»»

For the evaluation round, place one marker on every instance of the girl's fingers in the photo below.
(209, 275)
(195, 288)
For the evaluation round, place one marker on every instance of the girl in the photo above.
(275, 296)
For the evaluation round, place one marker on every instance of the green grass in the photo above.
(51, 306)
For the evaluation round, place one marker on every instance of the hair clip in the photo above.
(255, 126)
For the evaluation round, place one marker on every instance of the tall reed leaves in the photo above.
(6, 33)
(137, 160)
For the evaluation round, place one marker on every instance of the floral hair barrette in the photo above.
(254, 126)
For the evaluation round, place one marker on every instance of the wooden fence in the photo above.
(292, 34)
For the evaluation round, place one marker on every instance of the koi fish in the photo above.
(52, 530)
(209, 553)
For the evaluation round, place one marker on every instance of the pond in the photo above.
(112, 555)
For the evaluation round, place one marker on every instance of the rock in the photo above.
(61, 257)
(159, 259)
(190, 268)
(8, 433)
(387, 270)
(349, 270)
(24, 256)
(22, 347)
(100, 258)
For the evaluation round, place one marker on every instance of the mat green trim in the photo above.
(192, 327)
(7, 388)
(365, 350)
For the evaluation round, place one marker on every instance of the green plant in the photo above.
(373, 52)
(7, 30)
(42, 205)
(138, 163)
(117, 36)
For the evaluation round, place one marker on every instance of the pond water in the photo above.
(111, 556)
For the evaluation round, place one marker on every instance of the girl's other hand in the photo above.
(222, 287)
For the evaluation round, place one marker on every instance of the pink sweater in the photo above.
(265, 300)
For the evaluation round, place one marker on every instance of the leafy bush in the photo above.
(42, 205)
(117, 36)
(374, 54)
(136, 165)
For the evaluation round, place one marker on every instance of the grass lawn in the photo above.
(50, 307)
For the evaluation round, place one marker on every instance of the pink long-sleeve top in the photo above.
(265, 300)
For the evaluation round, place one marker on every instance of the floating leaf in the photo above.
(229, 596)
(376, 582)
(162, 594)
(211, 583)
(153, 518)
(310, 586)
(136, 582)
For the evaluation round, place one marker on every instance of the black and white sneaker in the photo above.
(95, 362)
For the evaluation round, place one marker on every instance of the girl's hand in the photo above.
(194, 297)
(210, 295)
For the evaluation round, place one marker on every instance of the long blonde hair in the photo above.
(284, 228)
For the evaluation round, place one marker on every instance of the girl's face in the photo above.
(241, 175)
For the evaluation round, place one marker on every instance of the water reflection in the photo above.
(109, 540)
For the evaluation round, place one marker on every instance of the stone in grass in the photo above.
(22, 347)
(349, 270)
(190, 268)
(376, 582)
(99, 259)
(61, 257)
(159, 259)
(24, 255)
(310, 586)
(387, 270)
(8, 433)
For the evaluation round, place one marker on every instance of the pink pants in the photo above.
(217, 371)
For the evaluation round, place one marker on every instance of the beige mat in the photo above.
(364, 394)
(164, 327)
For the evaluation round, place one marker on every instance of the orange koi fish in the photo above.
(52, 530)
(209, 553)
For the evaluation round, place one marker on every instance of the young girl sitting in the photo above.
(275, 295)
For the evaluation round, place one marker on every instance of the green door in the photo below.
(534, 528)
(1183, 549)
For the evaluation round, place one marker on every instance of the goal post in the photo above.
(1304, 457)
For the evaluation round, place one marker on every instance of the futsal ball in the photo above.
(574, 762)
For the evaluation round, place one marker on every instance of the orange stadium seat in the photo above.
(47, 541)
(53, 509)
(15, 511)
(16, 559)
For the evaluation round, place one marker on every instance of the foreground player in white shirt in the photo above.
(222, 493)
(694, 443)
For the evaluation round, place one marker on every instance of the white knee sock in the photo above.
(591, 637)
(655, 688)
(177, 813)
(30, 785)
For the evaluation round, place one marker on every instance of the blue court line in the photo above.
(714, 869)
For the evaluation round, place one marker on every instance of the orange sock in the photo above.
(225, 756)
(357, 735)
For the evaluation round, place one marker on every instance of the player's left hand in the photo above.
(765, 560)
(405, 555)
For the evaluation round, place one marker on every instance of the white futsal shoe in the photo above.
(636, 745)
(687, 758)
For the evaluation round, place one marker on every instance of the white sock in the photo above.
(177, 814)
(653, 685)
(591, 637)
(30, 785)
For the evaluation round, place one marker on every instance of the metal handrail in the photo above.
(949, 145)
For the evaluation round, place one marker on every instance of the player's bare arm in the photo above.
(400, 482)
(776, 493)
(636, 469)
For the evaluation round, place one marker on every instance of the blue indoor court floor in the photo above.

««

#### BRIEF:
Repeat every line of the records above exactly.

#### EXERCISE RESULT:
For the evaluation round, place one marker on every instance of the girl's fingers in the photo below.
(209, 275)
(195, 288)
For the evaluation round, place one marker on every instance of the girl in the photo above.
(275, 296)
For the evaluation round, place one marker on every instance of the green grass in the photo above.
(51, 306)
For the evaluation round, place one marker on every instance of the hair clip in the photo above.
(255, 126)
For the evaluation round, place one marker on every instance of the tall reed leaves in the photo above.
(6, 33)
(137, 160)
For the evaluation round, place one marker on every instance of the floral hair barrette in the photo above.
(254, 126)
For the evaluation round, place one marker on every instance of the wooden fence in the photo above.
(292, 34)
For the evaluation round, place one marker on every instance of the koi fish in the photo above.
(52, 530)
(209, 553)
For the evaluation round, place one marker on every instance of the pond in the photo above.
(112, 555)
For the evaluation round, place one marker on every instance of the rock in the photo above.
(61, 257)
(159, 259)
(190, 268)
(8, 433)
(387, 270)
(349, 270)
(24, 256)
(22, 347)
(100, 258)
For the evaluation round, place one marker on every instance of the mat green trim in the photo above.
(192, 327)
(7, 388)
(365, 350)
For the evaluation round, place one marker on every instance of the green plant in the photo above.
(373, 52)
(7, 30)
(42, 205)
(138, 163)
(117, 36)
For the evaluation round, place one marker on every instance of the pond water in the photo above.
(111, 556)
For the evaluation round, place one marker on every instance of the girl's other hand in the photo above.
(222, 287)
For the evaluation round, place one marker on every instance of the pink sweater in the photo above.
(265, 300)
For the evaluation round, place one marker on every instance of the leafy bush in the photo above.
(42, 205)
(117, 36)
(374, 54)
(136, 165)
For the evaluation round, place one marker on every instance of the grass lawn in the photo above.
(50, 307)
For the evaluation round, place one marker on every instance of the pink long-sleeve top in the photo above.
(265, 300)
For the evaluation round, place one marker on every instance of the floating leaf in the photo above.
(229, 596)
(376, 582)
(162, 594)
(211, 583)
(153, 518)
(310, 586)
(136, 582)
For the evaluation round, place one marker on every instance of the black and white sneaker in the photo above.
(95, 362)
For the evaluation round, place one marker on every instance of the girl's hand in the photo above.
(194, 297)
(210, 295)
For the evaluation round, place one marker on every instance of the long blonde hair in the photo above.
(284, 228)
For the evaluation round, place one marker on every instance of the girl's face in the photo above.
(241, 175)
For the evaluation round, place one marker on every instance of the water reflection in the photo above.
(109, 540)
For the evaluation round, place one marker on every instance of the stone in grass in the photo above.
(22, 347)
(349, 270)
(190, 268)
(376, 582)
(99, 259)
(61, 257)
(159, 259)
(24, 255)
(310, 586)
(387, 270)
(8, 433)
For the evaluation round, place one marker on every instance of the pink pants in the photo above.
(217, 371)
For the evaluation round, place one marker on every instance of the beige mat in the photo above.
(364, 394)
(164, 327)
For the evaluation round, place one marker on every instance of the orange koi fish in the photo above.
(52, 530)
(209, 553)
For the evaluation round, place one marker on every instance of the young girl sitting in the photo above.
(275, 295)
For the evaluation round, place one marker on every instance of the green door in the photo below.
(534, 528)
(1183, 549)
For the evaluation round, place one marker on every instance of the goal post in the photo above.
(1304, 457)
For the evaluation round, place one marker on every instance of the futsal ball in the photo above.
(574, 762)
For the evaluation round, place one marker on every instance of the orange stadium seat in the photo above.
(47, 541)
(53, 509)
(15, 511)
(16, 559)
For the evaluation round, place one marker on every instance of the foreground player in white shirt in the photo above.
(222, 493)
(694, 443)
For the evaluation round, place one marker on every instance of the white knee sock in the photo above.
(591, 637)
(655, 688)
(177, 813)
(30, 785)
For the evaluation round, place one marker on every instance of the blue court line in the photo above.
(714, 869)
For the evaluation round, place one marker on every instance of the orange sock in the photo above.
(225, 756)
(357, 735)
For the evaluation round, place one marker on every instance of the player's left hand in the photo above.
(765, 560)
(405, 555)
For the evaluation round, place one marker on every instance of the white futsal shoe in the photo above.
(636, 745)
(687, 758)
For the evaluation round, place one marker on every instance of the white sock in the photo above.
(177, 814)
(653, 685)
(591, 637)
(30, 785)
For the evaluation round, place one marker on every instance of the metal handrail in the photo above.
(949, 145)
For the evaluation round, place one marker on every instance of the player's bare arm in the photo above.
(400, 482)
(776, 493)
(636, 469)
For the evaluation round, place one marker on every instance of the blue indoor court floor in the photo above.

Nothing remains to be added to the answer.